Outline labeling records
%%

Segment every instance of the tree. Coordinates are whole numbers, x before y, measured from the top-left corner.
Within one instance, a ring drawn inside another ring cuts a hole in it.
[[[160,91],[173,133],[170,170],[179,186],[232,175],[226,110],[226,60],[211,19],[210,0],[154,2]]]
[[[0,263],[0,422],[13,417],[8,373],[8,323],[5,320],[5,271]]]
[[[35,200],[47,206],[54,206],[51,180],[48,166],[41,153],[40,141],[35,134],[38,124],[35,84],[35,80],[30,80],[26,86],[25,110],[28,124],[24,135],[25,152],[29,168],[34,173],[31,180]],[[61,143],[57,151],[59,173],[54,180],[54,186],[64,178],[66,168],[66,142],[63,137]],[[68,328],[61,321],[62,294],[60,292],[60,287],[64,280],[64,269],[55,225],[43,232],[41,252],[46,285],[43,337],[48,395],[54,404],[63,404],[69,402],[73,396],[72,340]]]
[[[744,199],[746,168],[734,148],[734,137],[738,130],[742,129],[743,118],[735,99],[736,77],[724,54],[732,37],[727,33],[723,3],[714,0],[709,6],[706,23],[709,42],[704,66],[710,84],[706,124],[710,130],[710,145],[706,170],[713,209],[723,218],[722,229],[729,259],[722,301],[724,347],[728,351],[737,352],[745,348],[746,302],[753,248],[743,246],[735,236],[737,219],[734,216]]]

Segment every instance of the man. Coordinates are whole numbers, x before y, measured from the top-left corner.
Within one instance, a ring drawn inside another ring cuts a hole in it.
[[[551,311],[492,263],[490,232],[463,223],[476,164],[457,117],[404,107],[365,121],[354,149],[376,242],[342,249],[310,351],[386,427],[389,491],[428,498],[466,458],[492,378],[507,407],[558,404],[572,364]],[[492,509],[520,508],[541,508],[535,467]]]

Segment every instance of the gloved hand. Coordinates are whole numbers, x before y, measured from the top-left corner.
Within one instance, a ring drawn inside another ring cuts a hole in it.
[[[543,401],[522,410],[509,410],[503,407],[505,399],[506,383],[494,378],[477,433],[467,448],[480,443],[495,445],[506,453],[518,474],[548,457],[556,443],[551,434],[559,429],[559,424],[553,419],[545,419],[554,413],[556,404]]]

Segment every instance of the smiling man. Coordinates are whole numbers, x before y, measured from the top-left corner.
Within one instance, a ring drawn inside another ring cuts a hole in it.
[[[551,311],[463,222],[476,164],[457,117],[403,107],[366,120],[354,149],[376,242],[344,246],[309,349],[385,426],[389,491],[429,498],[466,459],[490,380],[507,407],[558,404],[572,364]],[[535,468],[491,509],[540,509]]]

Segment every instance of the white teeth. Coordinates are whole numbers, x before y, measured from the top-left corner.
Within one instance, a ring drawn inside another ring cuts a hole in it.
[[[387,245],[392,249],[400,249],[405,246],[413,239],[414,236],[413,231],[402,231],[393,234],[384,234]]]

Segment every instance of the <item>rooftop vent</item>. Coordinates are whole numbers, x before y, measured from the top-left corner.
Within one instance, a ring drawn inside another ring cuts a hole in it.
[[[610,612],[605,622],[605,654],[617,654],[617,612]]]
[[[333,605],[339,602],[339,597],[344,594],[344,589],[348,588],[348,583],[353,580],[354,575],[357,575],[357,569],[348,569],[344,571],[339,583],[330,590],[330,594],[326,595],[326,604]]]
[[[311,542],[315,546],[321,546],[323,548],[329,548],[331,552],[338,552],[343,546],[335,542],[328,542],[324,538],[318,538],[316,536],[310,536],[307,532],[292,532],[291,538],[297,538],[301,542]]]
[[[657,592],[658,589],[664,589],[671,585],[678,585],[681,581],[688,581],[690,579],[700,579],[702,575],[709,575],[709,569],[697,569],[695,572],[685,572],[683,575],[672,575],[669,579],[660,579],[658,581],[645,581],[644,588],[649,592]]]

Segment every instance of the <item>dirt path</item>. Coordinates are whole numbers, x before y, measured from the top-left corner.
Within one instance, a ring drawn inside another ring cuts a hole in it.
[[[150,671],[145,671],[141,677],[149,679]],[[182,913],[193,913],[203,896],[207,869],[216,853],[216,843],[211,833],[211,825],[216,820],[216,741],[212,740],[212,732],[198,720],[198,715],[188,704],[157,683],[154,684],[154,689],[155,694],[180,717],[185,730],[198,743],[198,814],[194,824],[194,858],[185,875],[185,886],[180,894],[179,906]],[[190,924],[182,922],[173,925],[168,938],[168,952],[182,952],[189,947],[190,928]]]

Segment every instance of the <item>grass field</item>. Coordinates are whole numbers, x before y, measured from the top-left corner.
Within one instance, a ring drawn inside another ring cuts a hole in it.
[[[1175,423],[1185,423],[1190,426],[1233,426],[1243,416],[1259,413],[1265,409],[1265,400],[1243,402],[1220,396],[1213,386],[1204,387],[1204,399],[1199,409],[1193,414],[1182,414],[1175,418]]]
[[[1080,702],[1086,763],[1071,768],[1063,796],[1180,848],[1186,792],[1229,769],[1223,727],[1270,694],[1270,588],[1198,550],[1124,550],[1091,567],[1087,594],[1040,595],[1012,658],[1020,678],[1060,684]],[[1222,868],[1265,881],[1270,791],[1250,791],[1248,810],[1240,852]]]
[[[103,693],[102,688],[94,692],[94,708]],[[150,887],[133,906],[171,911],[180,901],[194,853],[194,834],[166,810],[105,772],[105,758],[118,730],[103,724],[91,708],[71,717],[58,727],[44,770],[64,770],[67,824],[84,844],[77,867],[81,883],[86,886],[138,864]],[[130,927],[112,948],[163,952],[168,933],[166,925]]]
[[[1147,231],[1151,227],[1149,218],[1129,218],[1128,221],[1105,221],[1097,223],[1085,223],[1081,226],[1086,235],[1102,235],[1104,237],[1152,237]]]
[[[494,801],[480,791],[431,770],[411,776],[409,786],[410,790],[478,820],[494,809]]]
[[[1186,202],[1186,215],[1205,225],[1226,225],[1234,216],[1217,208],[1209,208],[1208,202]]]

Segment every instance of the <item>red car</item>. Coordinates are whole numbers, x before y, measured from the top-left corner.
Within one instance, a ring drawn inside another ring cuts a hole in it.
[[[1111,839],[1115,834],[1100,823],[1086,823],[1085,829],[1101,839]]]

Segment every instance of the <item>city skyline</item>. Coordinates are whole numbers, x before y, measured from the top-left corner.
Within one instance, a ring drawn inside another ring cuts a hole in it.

%%

Rewrite the records from the line containing "Segment every instance of the <item>red" through the end of the records, replacing "whole numbers" with "integers" at each occurrence and leaving everything else unchanged.

Segment every instance of the <item>red car</item>. Coordinates are integers, x before y, measured from the top-left corner.
Within one instance, a ring drawn inside another ring cuts a hole in it.
[[[1111,839],[1115,834],[1100,823],[1086,823],[1085,829],[1101,839]]]

Segment every instance of the <item>city skyline</item>. Coordinates are integers, x before y, measured from the top-left corner.
Within one instance, a ring drawn inside another ring cuts a hole in it.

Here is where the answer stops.